Your tasks:
(1) Return the passage of the Thai baht article between "Baht predicted to" and "hawkish than expected.", inclusive.
(2) According to the Thai baht article, why is the baht very sensitive to Covid-19 curbs? Answer in one to three sentences.
(3) Write what comes next in the article on the Thai baht, picking up after its final sentence.

The baht fell to its lowest level since late November after the government raised its Covid-19 alert to the second-highest level, further dampening tourism.
Thailand’s baht fell as much as 1% to 33.523 against the greenback this week. The drop is in response to the government raising its COVID alert levels. As of Saturday, the thai baht to USD was trading at 0.30.
This included discouraging dining and consuming alcohol in restaurants, leaving the house and taking public transit, as well as travelling abroad.
According to Mingze Wu, a foreign-exchange trader at StoneX Group in Singapore, the Thai baht is very sensitive to Covid-19 curbs due to its huge tourism industry.
With a loss of more than 10% in the last year, the baht has been the worst-performing currency in emerging Asia, as the pandemic has hit the tourism-dependent economy.
In addition, higher energy import prices and potential rate increases in the US weigh on the nation’s currency.
After finding the Omicron virus variant, authorities temporarily banned tourists from entering the country under the two-month-old guarantee free test & go program.
The health ministry recommended freezing the Test & Go program until the Omicron variant could be contained.
Baht predicted to gain strength
In Singapore, Bloomberg Intelligence’s FX & rates strategist Philip McNicholas says virus alerts, dent reopenings, and recovery hopes have compounded the baht’s losses from the FOMC minutes that were more hawkish than expected.
However, given the market’s consistent underestimation of Thailand’s balance of payments, this knee-jerk reaction is unlikely to last, McNicholas said.

Material shown:
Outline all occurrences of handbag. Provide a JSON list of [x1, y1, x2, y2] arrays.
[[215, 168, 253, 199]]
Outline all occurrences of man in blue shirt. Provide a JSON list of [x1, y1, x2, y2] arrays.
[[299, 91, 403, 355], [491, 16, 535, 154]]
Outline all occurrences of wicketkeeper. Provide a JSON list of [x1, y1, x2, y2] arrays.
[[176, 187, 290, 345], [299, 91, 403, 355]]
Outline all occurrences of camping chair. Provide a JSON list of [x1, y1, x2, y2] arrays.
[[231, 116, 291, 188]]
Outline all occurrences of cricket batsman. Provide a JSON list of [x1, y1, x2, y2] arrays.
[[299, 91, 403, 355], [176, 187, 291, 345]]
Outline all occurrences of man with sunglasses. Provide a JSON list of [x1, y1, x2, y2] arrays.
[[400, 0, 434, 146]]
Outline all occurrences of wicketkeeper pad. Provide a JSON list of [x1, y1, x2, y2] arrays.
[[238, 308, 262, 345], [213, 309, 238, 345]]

Task-by-task outputs:
(1)
Baht predicted to gain strength
In Singapore, Bloomberg Intelligence’s FX & rates strategist Philip McNicholas says virus alerts, dent reopenings, and recovery hopes have compounded the baht’s losses from the FOMC minutes that were more hawkish than expected.

(2) The baht is very sensitive to Covid-19 curbs because Thailand has a huge tourism industry. The article attributes this view to Mingze Wu, a foreign-exchange trader at StoneX Group in Singapore.

(3)
MUFG Bank’s senior currency analyst Jeff Ng said the baht may gain strength as the year progresses due to a potential trade and current-account surplus.
The Bank of Thailand forecasts that the baht will reach 34 per dollar in the first quarter before recovering to 33.75 in the fourth quarter.
Meanwhile, according to the Tourism Council of Thailand (TCT), the prolonged suspension of the Test & Go scheme could cost the tourism sector at least 7 billion baht in January and undermine tourism confidence in the long run.
Chamnan Srisawat, president of TCT, said that the uncertainty of the Test & Go program not only affected tourist numbers temporarily but also negatively affected Thailand’s travel confidence for years to come.
In November and December, the number of tourists averaged around 200,000 per month. However, the council estimates that the number of tourists in January will fall to 100,000.
Due to the suspension of Test & Go, the tourism industry could lose up to 7 billion baht in revenue due to the lack of international arrivals, Srisawat said.